Print every one of the items below word for word, changing nothing.

SUPPLIED MATERIAL:
▼▼▼

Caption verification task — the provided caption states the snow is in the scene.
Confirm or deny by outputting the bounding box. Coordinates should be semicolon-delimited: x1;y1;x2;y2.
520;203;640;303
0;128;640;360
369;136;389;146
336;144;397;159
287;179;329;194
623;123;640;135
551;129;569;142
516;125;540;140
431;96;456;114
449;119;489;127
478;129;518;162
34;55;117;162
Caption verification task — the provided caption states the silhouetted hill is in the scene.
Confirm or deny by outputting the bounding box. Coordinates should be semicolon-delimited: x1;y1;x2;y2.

▲▲▲

SOLUTION TO THE PROBLEM:
Caption verification task — the provided caption states the snow is in the scene.
Confirm or deny by outputting the bounding box. Coordinates should be semicolon-delimited: x1;y1;x2;y2.
520;203;640;303
0;128;640;360
369;136;389;146
336;144;397;159
287;179;329;194
623;123;640;135
551;129;569;142
516;125;540;140
431;96;456;114
449;119;489;127
478;129;518;162
34;55;117;162
Caption verification task — the provided caption states the silhouetted hill is in the scene.
Confirm or deny by outputting the bounding box. Coordinates should be semicolon-delimited: x1;y1;x2;y2.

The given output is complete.